_Instructions for the task_: Return the entries in full, exactly as written.

(Beginning of Supplied data)

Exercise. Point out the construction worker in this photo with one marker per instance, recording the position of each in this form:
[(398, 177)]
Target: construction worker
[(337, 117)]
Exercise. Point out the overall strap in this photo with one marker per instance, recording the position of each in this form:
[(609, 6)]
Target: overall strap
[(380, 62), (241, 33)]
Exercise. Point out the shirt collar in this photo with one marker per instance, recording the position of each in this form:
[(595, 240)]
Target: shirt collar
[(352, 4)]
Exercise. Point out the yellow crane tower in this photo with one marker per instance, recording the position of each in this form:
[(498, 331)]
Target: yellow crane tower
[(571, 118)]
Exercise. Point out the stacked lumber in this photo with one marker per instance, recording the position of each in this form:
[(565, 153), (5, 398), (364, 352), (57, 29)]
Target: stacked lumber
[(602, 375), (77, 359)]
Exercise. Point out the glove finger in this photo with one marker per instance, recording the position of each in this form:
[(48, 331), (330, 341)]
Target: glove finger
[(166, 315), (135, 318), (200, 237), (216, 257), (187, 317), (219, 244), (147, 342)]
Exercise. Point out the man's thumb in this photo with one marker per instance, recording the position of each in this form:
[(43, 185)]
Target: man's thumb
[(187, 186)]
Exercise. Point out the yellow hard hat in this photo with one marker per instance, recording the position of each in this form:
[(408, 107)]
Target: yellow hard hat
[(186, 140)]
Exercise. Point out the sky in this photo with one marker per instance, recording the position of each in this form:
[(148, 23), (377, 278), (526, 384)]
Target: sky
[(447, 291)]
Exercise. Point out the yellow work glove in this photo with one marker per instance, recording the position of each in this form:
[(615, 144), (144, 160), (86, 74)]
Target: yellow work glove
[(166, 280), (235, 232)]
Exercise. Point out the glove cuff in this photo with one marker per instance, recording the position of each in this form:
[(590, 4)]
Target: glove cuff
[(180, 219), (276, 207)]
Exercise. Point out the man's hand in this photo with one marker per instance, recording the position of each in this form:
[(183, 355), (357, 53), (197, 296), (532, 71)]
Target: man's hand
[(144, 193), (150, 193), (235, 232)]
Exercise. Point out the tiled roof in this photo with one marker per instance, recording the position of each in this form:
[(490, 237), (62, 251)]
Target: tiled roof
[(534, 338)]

(End of Supplied data)

_Task result_:
Exercise. Point out the construction worker in this photo with one marker per instance, recording the position of each in this form:
[(398, 177)]
Target: construction worker
[(337, 117)]
Exercise. Point out the overall strap in this photo with one marker per instance, recording the position of each in this form:
[(609, 6)]
Target: overall strap
[(380, 62), (241, 33)]
Exercise. Point out the shirt collar in this photo with one marker per instance, recording the position of each in this form:
[(595, 240)]
Target: shirt collar
[(352, 4)]
Exercise. Point out the yellow crane tower in this photo with one marker per instance, recording the position of each in this form:
[(498, 331)]
Target: yellow crane tower
[(571, 118)]
Exercise. Point out the stacked lumber in this photo with one marker per instance, recording the position of each in this form:
[(565, 153), (5, 398), (364, 352), (57, 29)]
Target: stacked lumber
[(602, 375), (77, 359)]
Exercise. Point out the glove finger in this photo with one marker per instance, recording the position of each in this form:
[(48, 331), (330, 341)]
Target: glove finger
[(166, 315), (135, 318), (200, 237), (216, 257), (187, 317), (219, 244), (147, 342)]
Exercise. Point out the man's thumb in this photo with one marker per instance, recording the position of each in this form:
[(43, 185)]
Target: man's thumb
[(187, 186)]
Exercise. Point out the yellow hard hat in this photo with one marker per instance, recording the position of each in this form:
[(408, 107)]
Target: yellow hard hat
[(186, 140)]
Exercise. Point out the sky in this photo with one marker per instance, recording the position of each in this form:
[(148, 23), (377, 278), (526, 384)]
Target: sky
[(447, 291)]
Exercise. Point out the yellow work glove in this photo with one marker per instance, recording the position of each in this form:
[(615, 144), (144, 160), (86, 74)]
Target: yellow work glove
[(166, 280), (235, 232)]
Exercise. Point out the glove cuff in this photo with one marker per instance, recording the position of each in this form:
[(590, 4)]
Target: glove cuff
[(180, 219), (276, 207)]
Exercise. Point out the man's hand in this photo with one marker per instance, recording the position of each in this form:
[(183, 355), (357, 53), (197, 296), (532, 71)]
Target: man's hand
[(144, 193), (150, 193), (235, 232)]
Exercise. Point out the tiled roof in this photo with one marker per instance, recording the position of each in this form:
[(490, 237), (62, 251)]
Target: tiled roof
[(534, 338)]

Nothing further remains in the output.